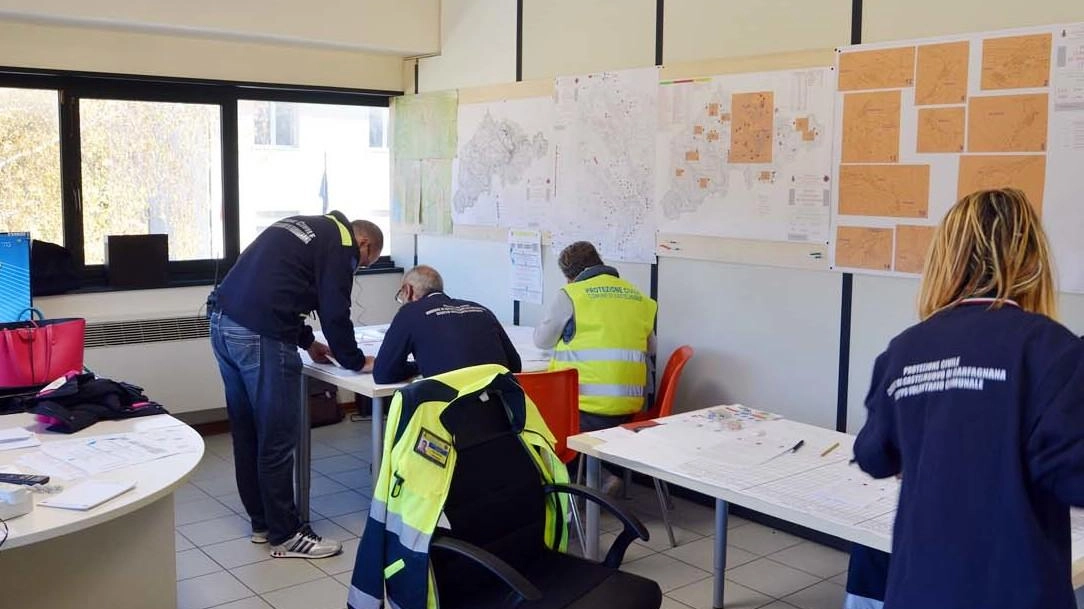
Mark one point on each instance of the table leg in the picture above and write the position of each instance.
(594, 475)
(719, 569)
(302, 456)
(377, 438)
==
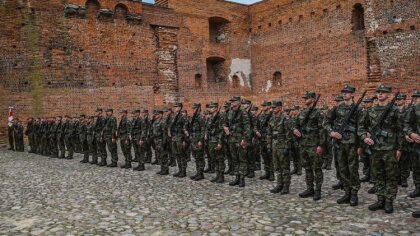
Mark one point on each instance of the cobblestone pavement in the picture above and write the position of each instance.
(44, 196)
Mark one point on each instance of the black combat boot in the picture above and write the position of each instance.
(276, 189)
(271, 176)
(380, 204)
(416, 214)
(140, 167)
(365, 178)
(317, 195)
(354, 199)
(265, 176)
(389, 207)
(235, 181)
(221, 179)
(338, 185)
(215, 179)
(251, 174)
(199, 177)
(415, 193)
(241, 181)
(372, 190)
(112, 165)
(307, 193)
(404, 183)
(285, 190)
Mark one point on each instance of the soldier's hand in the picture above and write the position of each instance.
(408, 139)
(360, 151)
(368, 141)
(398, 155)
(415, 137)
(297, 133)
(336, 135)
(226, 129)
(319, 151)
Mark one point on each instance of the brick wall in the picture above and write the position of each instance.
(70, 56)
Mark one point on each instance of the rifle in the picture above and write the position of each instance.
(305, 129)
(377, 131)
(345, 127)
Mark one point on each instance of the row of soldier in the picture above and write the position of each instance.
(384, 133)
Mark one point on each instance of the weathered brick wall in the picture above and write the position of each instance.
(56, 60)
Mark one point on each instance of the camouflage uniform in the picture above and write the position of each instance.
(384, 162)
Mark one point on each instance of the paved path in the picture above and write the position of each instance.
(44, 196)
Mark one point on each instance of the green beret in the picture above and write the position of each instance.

### Description of the task
In the listing above, find the line with "Mark one point on each instance of the black" and the line with "Mark one point on each instance of the green". Output those two lines and every line between them, exactly as written.

### Response area
Mark one point on each instance of the black combat boot in the picture above and write the position of each instance.
(276, 189)
(271, 176)
(380, 204)
(416, 214)
(140, 167)
(365, 178)
(317, 195)
(354, 199)
(265, 176)
(389, 207)
(235, 181)
(221, 179)
(338, 185)
(215, 179)
(251, 174)
(199, 177)
(415, 193)
(241, 181)
(372, 190)
(112, 165)
(307, 193)
(404, 183)
(285, 190)
Mark one point on each instance of the soldier's hand in the picture above and write the position of each instance.
(408, 139)
(360, 151)
(368, 141)
(398, 155)
(415, 137)
(297, 133)
(336, 135)
(226, 129)
(319, 151)
Mark one point on each instance of the brick wall in the picture above and write the position of each instance.
(70, 56)
Mark one point on each instance of the rifle in the picture above and write the position of each instance.
(305, 129)
(377, 131)
(345, 127)
Mark one point on each instance of the row of soldier in the picture above and write the position of each instance.
(384, 133)
Mark one point on each instance of the weathered brick wall in the picture above and write the position of each instance.
(56, 60)
Mark one point on each instance of the camouflage uniform in the picture above and write the position of each instance.
(384, 162)
Mark one point on each instance of the paved path in the picture above and write the position of each instance.
(44, 196)
Mark one point on each instance of the green beret in the picture above and write the position of each instance.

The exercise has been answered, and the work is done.